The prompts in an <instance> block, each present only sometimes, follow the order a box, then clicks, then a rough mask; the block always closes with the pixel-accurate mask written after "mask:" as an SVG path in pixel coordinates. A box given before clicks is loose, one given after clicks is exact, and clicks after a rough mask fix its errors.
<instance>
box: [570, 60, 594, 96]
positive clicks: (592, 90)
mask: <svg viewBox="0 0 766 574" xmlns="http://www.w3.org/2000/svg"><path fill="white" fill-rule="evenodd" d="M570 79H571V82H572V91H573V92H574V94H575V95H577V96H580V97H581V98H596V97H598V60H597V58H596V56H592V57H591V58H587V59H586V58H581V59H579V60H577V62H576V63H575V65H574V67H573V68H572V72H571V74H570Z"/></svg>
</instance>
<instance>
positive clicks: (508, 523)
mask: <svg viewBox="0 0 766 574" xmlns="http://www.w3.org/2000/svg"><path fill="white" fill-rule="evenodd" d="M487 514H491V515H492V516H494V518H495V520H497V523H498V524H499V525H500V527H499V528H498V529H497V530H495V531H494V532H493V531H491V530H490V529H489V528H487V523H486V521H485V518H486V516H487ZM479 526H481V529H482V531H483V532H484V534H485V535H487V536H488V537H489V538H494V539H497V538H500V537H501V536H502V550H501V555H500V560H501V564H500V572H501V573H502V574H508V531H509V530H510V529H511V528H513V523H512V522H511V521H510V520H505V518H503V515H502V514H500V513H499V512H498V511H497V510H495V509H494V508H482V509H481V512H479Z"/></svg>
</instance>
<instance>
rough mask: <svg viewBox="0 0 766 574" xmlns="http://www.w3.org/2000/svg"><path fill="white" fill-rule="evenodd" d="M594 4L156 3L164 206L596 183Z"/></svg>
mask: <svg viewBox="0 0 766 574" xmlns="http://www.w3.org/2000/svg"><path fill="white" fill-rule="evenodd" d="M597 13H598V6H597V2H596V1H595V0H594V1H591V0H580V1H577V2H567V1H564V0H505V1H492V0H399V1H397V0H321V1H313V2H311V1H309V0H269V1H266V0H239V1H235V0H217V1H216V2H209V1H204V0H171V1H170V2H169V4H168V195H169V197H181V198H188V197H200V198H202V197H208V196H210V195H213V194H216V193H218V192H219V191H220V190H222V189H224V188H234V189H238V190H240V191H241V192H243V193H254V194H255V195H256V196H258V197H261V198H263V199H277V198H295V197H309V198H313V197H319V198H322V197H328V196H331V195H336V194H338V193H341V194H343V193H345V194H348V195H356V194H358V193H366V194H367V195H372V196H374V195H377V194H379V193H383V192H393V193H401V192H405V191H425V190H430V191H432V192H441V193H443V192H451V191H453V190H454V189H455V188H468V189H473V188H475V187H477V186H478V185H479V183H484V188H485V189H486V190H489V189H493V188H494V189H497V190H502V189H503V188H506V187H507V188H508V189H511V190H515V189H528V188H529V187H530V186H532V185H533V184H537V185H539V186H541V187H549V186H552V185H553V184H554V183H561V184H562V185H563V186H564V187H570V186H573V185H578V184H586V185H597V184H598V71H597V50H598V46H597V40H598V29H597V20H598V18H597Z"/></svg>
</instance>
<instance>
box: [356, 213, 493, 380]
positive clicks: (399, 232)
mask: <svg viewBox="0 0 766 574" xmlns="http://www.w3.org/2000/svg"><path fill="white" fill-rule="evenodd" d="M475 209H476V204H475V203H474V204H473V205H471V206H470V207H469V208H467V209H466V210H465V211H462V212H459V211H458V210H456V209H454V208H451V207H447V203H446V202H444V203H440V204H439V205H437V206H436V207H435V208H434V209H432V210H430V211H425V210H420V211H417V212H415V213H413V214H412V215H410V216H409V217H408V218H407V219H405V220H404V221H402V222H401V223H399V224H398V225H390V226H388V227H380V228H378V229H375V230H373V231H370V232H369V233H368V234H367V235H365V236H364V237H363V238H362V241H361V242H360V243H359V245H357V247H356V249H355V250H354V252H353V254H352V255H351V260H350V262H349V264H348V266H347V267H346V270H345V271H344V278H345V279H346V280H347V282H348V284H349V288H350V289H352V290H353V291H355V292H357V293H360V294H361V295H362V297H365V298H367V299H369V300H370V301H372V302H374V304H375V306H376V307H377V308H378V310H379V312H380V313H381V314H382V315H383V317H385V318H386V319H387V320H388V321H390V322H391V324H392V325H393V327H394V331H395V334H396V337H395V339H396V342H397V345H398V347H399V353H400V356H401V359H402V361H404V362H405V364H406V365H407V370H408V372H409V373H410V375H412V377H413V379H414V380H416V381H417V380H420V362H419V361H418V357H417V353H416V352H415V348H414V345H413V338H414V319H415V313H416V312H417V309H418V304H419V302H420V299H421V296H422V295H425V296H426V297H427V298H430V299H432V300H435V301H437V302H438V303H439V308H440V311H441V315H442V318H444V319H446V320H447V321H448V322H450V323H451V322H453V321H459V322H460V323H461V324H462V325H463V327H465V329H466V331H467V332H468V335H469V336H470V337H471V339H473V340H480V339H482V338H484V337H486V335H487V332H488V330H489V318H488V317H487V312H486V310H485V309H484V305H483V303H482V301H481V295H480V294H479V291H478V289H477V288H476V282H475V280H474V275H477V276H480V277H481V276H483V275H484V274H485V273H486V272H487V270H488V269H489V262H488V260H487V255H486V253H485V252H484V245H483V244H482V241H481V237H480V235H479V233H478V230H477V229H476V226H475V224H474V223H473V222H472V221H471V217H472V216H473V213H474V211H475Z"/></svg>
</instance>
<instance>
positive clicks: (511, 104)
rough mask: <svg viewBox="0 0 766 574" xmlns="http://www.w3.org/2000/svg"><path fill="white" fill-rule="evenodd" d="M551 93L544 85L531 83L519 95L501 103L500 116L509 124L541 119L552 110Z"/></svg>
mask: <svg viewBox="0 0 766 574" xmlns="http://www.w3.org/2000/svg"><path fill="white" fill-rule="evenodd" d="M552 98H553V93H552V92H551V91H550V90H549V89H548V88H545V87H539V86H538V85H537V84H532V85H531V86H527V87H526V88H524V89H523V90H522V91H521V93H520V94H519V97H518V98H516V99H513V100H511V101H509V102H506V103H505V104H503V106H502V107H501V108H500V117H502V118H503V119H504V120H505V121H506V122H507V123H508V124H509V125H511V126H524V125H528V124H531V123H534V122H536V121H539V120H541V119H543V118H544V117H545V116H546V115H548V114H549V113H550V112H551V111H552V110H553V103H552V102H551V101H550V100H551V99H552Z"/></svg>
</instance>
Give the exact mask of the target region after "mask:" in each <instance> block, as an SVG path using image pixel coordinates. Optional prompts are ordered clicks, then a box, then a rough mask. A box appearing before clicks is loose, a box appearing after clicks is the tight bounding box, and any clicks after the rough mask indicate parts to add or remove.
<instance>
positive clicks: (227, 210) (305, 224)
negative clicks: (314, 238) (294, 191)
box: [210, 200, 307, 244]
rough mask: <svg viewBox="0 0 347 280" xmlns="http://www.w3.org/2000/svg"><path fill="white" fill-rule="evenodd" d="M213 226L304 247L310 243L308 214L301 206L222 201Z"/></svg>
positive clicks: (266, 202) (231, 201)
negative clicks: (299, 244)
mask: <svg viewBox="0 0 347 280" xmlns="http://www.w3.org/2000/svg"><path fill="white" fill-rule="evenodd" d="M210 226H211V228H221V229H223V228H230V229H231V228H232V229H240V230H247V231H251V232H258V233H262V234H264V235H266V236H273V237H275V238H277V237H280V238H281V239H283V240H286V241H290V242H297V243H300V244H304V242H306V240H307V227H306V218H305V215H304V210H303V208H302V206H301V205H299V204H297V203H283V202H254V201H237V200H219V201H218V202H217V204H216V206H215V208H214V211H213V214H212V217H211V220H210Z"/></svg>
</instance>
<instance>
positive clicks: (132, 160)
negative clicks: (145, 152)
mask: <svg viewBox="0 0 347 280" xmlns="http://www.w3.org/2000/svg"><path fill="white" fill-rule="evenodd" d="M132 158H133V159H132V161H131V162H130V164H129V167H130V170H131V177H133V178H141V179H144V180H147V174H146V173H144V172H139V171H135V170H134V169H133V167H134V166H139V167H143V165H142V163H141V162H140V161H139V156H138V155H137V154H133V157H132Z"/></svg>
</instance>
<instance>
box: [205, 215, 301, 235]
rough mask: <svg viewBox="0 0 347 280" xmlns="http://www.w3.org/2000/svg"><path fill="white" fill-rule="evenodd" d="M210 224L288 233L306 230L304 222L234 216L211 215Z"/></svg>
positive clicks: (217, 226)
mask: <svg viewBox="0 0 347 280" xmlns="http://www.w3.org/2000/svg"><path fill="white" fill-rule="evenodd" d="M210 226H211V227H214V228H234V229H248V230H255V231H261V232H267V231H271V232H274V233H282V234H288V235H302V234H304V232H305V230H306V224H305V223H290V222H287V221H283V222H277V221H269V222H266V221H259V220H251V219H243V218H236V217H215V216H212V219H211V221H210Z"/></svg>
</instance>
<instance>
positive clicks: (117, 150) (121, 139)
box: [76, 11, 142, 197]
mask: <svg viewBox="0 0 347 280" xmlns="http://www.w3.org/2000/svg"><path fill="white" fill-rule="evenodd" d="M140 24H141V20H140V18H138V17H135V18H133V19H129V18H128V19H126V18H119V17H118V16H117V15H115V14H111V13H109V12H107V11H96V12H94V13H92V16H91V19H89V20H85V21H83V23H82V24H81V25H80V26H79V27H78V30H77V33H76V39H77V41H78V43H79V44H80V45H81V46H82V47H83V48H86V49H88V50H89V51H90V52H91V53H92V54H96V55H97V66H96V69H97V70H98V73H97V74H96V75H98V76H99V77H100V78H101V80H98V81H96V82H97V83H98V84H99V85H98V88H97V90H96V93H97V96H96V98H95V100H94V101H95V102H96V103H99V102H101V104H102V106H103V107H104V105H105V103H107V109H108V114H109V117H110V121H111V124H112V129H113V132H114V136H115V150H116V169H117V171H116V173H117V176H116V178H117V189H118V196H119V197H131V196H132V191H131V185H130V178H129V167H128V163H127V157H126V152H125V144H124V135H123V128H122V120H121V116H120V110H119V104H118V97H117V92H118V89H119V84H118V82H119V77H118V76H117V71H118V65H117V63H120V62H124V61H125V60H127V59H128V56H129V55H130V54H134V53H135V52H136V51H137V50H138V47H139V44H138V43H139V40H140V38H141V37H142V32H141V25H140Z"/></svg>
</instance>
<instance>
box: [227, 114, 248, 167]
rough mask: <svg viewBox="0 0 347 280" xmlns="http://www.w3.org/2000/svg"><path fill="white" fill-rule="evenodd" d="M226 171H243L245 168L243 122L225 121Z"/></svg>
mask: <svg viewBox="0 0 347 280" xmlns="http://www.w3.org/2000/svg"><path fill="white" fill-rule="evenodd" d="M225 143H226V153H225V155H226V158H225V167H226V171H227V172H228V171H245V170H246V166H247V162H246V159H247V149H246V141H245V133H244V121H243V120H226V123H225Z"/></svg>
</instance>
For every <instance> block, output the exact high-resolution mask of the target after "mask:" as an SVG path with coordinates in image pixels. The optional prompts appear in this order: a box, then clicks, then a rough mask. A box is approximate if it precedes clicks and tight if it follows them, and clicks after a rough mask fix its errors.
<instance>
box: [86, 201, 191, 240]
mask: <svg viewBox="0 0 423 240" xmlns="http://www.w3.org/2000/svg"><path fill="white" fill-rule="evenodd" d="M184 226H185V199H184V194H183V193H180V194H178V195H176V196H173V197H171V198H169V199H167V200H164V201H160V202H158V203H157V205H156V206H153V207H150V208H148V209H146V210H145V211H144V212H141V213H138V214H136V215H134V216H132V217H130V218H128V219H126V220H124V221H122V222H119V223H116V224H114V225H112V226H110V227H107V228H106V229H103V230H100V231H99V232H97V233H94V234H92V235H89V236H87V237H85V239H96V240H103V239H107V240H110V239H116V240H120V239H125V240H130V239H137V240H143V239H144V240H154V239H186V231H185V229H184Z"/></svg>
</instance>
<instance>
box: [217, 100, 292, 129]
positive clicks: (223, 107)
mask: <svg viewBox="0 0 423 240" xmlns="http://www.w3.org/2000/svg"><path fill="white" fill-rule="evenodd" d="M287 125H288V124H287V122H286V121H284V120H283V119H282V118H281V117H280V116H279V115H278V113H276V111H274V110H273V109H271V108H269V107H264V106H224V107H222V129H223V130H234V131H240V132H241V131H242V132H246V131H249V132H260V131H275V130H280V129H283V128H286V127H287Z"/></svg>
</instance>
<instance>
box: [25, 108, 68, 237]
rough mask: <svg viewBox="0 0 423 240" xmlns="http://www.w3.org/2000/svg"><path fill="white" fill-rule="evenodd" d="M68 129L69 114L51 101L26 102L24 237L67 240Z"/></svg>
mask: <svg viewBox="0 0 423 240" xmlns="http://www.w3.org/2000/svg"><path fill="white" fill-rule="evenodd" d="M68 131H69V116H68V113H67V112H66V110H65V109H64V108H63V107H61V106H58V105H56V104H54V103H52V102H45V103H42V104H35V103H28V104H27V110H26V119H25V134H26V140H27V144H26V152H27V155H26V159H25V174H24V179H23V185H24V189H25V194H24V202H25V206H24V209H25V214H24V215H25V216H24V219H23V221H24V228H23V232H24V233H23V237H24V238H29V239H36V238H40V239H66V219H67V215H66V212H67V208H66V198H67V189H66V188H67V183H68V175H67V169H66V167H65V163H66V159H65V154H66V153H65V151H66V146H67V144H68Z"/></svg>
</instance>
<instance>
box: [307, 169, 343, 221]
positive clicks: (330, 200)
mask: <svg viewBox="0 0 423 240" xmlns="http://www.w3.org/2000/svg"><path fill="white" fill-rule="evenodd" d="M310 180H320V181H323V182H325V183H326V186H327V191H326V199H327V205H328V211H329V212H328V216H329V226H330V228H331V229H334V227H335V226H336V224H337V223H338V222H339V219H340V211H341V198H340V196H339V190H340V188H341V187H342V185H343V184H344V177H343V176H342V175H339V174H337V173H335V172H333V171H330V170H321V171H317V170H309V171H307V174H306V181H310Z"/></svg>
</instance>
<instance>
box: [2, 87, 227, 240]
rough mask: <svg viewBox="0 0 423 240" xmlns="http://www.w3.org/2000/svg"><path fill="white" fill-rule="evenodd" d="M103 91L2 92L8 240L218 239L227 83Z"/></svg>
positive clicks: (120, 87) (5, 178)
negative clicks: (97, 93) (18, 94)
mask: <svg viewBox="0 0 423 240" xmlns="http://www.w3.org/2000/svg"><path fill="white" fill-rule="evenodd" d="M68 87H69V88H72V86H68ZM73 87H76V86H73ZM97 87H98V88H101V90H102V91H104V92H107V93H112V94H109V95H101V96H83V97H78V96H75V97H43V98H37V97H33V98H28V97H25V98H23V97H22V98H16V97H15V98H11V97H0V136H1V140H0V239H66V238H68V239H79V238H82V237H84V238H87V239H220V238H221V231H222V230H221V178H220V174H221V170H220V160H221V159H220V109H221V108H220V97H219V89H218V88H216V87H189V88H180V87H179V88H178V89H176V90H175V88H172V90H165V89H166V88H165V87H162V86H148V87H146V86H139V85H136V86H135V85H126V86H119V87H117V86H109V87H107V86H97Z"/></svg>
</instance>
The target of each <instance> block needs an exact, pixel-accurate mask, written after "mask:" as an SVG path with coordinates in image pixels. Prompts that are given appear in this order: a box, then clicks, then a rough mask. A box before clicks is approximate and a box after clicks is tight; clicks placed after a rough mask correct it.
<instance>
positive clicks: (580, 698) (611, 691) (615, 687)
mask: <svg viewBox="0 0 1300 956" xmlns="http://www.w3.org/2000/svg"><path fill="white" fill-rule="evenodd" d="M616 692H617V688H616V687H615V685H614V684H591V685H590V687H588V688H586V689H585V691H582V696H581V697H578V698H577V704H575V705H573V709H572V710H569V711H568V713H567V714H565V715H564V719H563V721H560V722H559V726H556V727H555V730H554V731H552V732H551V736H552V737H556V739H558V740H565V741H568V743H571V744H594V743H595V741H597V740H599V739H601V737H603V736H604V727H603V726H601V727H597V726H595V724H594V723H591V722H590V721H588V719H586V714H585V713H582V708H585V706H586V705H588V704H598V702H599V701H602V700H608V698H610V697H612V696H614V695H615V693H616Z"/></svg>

★ ★ ★ ★

**Action item**: Turn the lines from the very first one up to and including the line with "positive clicks: (592, 90)" into a JSON list of strings, one string per line, with blank lines left out.

**Answer below**:
[
  "The prompts in an <instance> block, each present only sometimes, follow the order a box, then clicks, then a rough mask; the block always closes with the pixel-accurate mask written after \"mask:\" as an SVG path in pixel coordinates. A box given before clicks is loose, one given after clicks is exact, and clicks after a rough mask fix its errors.",
  "<instance>",
  "box: [570, 60, 594, 96]",
  "positive clicks: (592, 90)"
]